* _Task_
Could you rewrite the part of the data that opens with the line containing "like [(767, 32)]." and closes with the line containing "[(603, 329)]", swapping "reference point" for "marker" and keeping everything else unchanged?

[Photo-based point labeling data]
============================================================
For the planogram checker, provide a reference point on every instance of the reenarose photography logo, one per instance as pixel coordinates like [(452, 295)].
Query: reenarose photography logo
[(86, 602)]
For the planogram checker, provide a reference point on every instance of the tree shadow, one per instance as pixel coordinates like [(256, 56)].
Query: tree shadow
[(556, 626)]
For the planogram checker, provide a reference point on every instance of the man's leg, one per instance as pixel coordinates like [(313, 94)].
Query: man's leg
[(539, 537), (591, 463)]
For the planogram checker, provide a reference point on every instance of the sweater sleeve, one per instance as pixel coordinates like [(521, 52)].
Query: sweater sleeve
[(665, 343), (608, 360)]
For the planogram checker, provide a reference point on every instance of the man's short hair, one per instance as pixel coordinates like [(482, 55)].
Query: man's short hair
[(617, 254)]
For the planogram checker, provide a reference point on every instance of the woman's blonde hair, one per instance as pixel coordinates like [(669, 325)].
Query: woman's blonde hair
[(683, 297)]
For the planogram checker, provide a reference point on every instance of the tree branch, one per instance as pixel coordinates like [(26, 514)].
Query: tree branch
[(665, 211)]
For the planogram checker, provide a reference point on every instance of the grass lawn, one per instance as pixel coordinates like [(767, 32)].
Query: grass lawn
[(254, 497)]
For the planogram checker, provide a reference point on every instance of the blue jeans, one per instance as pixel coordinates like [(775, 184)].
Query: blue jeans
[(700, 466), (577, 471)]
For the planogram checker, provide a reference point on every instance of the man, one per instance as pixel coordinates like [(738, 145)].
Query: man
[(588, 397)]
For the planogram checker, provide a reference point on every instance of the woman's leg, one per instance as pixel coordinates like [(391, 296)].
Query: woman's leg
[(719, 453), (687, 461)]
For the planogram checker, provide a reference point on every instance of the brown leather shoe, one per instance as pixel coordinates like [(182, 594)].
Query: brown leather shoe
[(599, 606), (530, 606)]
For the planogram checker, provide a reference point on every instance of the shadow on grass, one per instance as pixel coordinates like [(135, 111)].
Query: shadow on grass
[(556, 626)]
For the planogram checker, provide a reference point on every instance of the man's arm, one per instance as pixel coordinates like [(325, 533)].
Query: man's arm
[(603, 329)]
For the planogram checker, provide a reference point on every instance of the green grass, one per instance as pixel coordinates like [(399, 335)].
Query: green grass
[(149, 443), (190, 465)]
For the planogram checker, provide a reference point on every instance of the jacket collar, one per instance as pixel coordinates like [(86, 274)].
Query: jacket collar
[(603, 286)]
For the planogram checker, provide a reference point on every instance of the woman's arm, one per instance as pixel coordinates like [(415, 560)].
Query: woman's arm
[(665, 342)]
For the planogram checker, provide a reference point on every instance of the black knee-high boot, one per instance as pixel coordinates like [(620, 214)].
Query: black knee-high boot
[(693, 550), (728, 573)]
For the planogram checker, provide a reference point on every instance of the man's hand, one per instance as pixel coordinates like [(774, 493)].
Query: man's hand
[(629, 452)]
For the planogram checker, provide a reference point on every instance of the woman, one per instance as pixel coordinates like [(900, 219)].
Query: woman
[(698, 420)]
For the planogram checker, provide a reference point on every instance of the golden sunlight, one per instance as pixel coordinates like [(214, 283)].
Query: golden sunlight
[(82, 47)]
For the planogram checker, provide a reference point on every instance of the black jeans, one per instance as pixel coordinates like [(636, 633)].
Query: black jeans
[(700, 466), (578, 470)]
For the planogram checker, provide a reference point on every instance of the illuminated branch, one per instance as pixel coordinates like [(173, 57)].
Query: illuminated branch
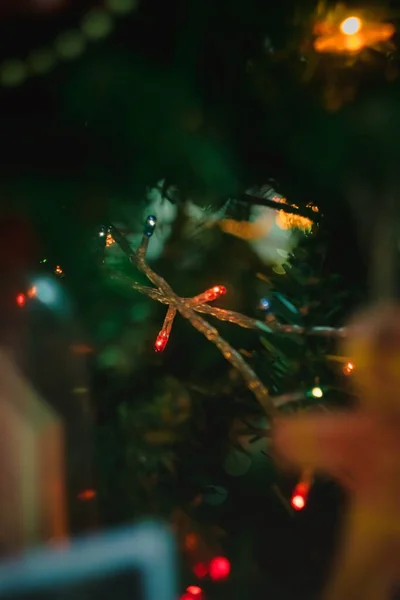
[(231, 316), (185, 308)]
============================================================
* _Exercise solution_
For the planogram checker, provide a marker on every instance of the grass lawn, one per instance as pixel coordinates like [(767, 32)].
Query: grass lawn
[(254, 497)]
For the planogram checker, provide a marker on every instance of the blue jeans, one per instance as pixel coordinates like [(775, 184)].
Query: blue jeans
[(700, 466), (577, 471)]
For the planogram checker, provide a marker on every instance of the man, one per instance as pixel coordinates like [(738, 145)].
Query: man
[(588, 397)]
For the planogram checker, provide a marker on every instance of the woman's leg, one per instance as pixel coordinates like [(391, 296)].
Query: woman's leg
[(719, 453), (687, 461)]
For the planogram checker, provide a marker on every instance of the brown leather shoe, one per instance as pixel coordinates like [(182, 594)].
Query: brown leather shoe
[(599, 606), (530, 606)]
For the planogram checker, provide a marker on every instance of the shadow on grass, one per instance as pixel coordinates like [(135, 111)].
Query: shadow on grass
[(556, 626)]
For the planogram checker, provide a marker on every instance of the man's arm, one per instance as pixel coordinates like [(325, 533)].
Query: man's arm
[(603, 329)]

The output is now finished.